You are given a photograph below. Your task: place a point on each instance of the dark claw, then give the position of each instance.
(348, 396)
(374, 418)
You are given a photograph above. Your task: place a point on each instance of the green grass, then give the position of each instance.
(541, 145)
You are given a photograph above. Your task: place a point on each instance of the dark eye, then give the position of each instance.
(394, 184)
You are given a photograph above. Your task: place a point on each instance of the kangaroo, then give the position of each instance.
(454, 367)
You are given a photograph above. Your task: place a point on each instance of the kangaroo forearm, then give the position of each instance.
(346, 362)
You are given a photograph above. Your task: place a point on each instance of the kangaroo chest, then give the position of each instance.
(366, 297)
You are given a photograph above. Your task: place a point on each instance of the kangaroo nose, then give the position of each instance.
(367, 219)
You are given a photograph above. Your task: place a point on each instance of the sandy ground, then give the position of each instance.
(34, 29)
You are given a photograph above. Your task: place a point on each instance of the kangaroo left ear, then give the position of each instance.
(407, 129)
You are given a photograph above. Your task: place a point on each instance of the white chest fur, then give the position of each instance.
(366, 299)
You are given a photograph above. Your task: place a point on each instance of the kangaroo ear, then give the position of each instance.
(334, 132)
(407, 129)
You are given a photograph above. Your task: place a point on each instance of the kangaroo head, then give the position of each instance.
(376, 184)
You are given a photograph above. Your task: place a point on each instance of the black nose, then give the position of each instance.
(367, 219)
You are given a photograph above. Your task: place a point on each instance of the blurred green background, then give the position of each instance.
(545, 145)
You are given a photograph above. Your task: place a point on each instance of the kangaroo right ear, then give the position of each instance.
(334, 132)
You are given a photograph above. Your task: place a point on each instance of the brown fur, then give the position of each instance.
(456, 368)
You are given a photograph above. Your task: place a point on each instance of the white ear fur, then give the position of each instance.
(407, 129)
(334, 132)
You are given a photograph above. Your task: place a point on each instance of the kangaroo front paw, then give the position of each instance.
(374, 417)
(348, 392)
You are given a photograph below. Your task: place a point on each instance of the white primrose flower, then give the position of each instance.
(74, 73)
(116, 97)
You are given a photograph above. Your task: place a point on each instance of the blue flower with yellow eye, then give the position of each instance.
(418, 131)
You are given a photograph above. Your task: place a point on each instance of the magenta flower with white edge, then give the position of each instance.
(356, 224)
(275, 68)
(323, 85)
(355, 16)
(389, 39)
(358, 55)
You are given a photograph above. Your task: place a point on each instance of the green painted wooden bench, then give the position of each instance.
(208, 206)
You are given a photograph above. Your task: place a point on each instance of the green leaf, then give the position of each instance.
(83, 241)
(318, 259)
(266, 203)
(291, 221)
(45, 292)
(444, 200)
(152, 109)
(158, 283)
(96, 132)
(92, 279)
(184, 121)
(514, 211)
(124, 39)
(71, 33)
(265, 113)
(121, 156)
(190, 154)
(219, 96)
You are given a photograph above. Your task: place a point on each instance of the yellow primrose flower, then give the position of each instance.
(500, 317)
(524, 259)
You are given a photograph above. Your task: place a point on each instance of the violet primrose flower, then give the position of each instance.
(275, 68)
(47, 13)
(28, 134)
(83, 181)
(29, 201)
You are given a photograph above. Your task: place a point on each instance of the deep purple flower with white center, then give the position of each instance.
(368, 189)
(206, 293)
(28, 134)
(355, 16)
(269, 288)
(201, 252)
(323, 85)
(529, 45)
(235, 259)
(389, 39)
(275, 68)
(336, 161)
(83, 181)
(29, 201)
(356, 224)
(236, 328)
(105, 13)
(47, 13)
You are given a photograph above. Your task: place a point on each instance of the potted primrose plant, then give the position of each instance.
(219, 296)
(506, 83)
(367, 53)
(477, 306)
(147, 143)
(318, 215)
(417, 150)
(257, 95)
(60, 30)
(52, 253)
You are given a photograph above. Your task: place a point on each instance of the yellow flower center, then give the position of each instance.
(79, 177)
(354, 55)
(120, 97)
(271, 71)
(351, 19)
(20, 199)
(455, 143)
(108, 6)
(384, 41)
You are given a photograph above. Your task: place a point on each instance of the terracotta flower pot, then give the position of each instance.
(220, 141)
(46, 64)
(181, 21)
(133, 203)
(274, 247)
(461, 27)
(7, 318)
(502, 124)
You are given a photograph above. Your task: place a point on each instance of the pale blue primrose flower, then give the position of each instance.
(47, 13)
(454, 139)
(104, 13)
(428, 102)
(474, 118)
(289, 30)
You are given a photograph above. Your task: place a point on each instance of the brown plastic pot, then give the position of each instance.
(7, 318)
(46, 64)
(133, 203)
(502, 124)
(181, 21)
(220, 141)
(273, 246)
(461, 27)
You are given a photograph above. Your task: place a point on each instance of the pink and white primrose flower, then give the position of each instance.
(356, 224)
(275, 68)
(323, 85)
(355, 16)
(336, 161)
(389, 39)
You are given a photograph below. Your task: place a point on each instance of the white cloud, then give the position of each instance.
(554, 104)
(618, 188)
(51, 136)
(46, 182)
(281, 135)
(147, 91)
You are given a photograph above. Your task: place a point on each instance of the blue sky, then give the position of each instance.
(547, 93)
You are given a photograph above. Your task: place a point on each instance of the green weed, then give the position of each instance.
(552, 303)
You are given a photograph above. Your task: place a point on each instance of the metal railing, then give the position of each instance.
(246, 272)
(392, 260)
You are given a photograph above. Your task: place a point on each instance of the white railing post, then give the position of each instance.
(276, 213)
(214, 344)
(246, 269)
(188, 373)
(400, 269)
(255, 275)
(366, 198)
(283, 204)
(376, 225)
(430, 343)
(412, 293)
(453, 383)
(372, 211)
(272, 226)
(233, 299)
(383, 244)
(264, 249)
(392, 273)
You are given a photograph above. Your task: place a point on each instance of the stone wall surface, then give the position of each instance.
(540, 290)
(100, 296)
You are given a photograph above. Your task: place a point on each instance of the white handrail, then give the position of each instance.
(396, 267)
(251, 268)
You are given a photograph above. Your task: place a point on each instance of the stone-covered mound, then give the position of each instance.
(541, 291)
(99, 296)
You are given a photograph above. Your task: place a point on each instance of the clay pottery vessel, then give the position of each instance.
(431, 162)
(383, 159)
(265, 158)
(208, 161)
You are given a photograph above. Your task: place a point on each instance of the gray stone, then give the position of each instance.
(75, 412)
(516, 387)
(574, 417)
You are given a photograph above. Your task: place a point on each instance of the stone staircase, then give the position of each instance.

■ **Task**
Please transcribe the records in full, keeping every word as it is.

■ **Finished task**
You are given a photograph below. Your task: place a point on each instance of the dark claw, then give the position of each instance.
(348, 396)
(374, 418)
You are given a photograph above. Your task: place a point on each instance of the green grass, then give the position of each instance.
(541, 145)
You are given a photograph above. Your task: place a point on each instance of the dark eye, then give the position of each instance.
(394, 184)
You are given a photograph above. Your task: place a point on each instance of the kangaroo, then give the position of each instance.
(454, 367)
You are given a photograph above. Your task: place a point on each instance of the kangaroo forearm, then give the position of each instance.
(346, 362)
You are given a photograph above. Your task: place a point on each instance of the kangaroo chest, then give the position of each instance.
(366, 297)
You are given a photograph above. Your task: place a point on each instance of the kangaroo nose, then give the position of each instance.
(367, 219)
You are given a photograph above. Your task: place a point on each instance of the sandy ground, then give the position of each instance.
(34, 29)
You are given a photograph above. Your task: place a point on each instance of the kangaroo left ear, then give the position of each instance.
(407, 129)
You are given a photograph above. Your task: place a point on each instance of the white chest fur, then give the position of each instance.
(366, 299)
You are given a photograph above. Your task: place a point on each instance of the kangaroo ear, then give the position of each instance.
(334, 132)
(407, 129)
You are given a photograph above. Your task: place a point on each instance of the kangaroo head, then give the position of each instance.
(376, 184)
You are given a photograph above. Your task: place a point on each instance of the black nose, then give the position of each instance.
(367, 219)
You are given a photograph above. Your task: place a point on each instance of the blurred green background, then give the position of each instance.
(545, 145)
You are given a photograph above. Your task: place a point on each instance of the kangaroo right ear, then give the position of each instance.
(334, 132)
You are given a photograph above. Your task: place a point on each instance of the brown fur, then give the position of each instance.
(456, 368)
You are given a photograph above. Your task: place a point on each instance of the white ear fur, then give the position of each instance.
(407, 129)
(334, 132)
You are given a photograph above. Your task: place a point on each instance of the kangaroo front paw, then give the position of each instance.
(374, 417)
(348, 392)
You are given a photograph below. Your task: place a point on each instance of the white primrose flower, then give the position of each instance.
(74, 73)
(116, 97)
You are given a photograph above. Your task: place a point on each instance of the blue flower with yellow eye, then give the position of each instance.
(418, 131)
You are given a photograph above. Your task: place a point on each instance of the magenta flower with white edge, then give the position of each instance.
(356, 224)
(275, 68)
(323, 85)
(355, 16)
(389, 39)
(358, 55)
You are given a photograph above. Your task: place a point on each instance of the green painted wooden bench, then give the position of each instance.
(208, 206)
You are given a photograph above. Your task: place a point on each instance of the green leaf, then give the position of each instance.
(83, 241)
(318, 259)
(266, 203)
(291, 221)
(45, 292)
(444, 200)
(152, 109)
(158, 283)
(96, 132)
(92, 279)
(184, 121)
(514, 211)
(124, 39)
(71, 33)
(265, 113)
(121, 156)
(190, 154)
(219, 96)
You are given a photograph above. Your task: place a point on each instance of the yellow primrose flower, then give the position of each instance.
(500, 317)
(524, 259)
You are given a photograph above. Your task: place a point on each instance of the violet primrose flower, then give the position of each instance.
(275, 68)
(47, 13)
(28, 134)
(83, 181)
(29, 201)
You are given a photograph above. Your task: place a point on each instance of the deep purple flower with white center, then give the position of each instance.
(368, 189)
(206, 293)
(28, 134)
(355, 16)
(269, 288)
(201, 252)
(323, 85)
(529, 45)
(235, 259)
(389, 39)
(275, 68)
(336, 161)
(83, 181)
(29, 201)
(356, 224)
(236, 328)
(105, 13)
(47, 13)
You are given a photograph above. Your task: place a point on each instance of the potted primrose plant, then give the position of each instance.
(219, 296)
(506, 83)
(367, 53)
(477, 306)
(147, 143)
(318, 215)
(417, 150)
(257, 95)
(60, 30)
(52, 253)
You are given a photograph above. Your task: place a point on each instance of the yellow flower center, then give the position of each instance.
(79, 177)
(354, 55)
(120, 97)
(271, 71)
(351, 19)
(20, 199)
(455, 143)
(108, 6)
(384, 41)
You are given a photograph above. Your task: place a point on each instance of the terracotta flower pot, then give the position of each instance.
(220, 141)
(46, 64)
(181, 21)
(133, 203)
(274, 247)
(461, 27)
(7, 318)
(502, 124)
You are given a photograph above. Your task: place a point on each instance of the pale blue primrose flower, then give the position of each instance.
(47, 13)
(454, 139)
(104, 13)
(428, 102)
(474, 118)
(289, 30)
You are given a photograph above. Your task: place a point on each instance of the brown plastic pot, then give the position of each instance.
(7, 318)
(46, 64)
(133, 203)
(502, 124)
(181, 21)
(220, 141)
(273, 246)
(461, 27)
You are given a photograph above. Your task: place a point on each instance of the pink and white primrose flower, then give the position of each instance.
(356, 224)
(275, 68)
(323, 85)
(355, 16)
(336, 161)
(389, 39)
You are given a photograph below. Your task: place a point on each instance of the white cloud, then give the position of each instance.
(554, 104)
(618, 188)
(51, 136)
(46, 182)
(281, 135)
(147, 91)
You are given a photograph above. Your task: place a point on each instance of the blue sky, then give the position of each instance.
(547, 93)
You are given a photograph above. Your task: place a point on each instance of the green weed, then give the position of each instance.
(552, 303)
You are given a photograph above. Your task: place a point on each instance of the metal railing, then give the position of each instance.
(246, 272)
(392, 260)
You are given a photograph above. Your task: place a point on each instance of the white railing post, then give the position of each instance.
(276, 213)
(214, 344)
(246, 269)
(188, 373)
(400, 269)
(255, 275)
(366, 198)
(283, 204)
(376, 225)
(430, 343)
(412, 293)
(453, 383)
(372, 211)
(272, 226)
(233, 299)
(383, 244)
(264, 249)
(392, 273)
You are given a photograph above. Your task: place a point on each instance of the stone wall surface, then give the position of each instance.
(540, 290)
(100, 296)
You are given a photograph above. Your task: place a point on each instance of the white handrail, then give the position of each instance.
(396, 267)
(251, 268)
You are given a photograph above. Your task: place a point on each instance of the stone-covered mound, then give the position of each instance.
(541, 291)
(99, 296)
You are given a photograph above. Your task: place a point on each instance of the clay pottery vessel, then give the position of each instance.
(431, 162)
(383, 159)
(265, 158)
(208, 161)
You are given a photograph above. Your task: place a point on each instance of the gray stone, then give the position of each instance.
(75, 412)
(516, 387)
(574, 417)
You are given a photograph above. Your task: place a point on each instance of the stone staircase, then give the position of each instance.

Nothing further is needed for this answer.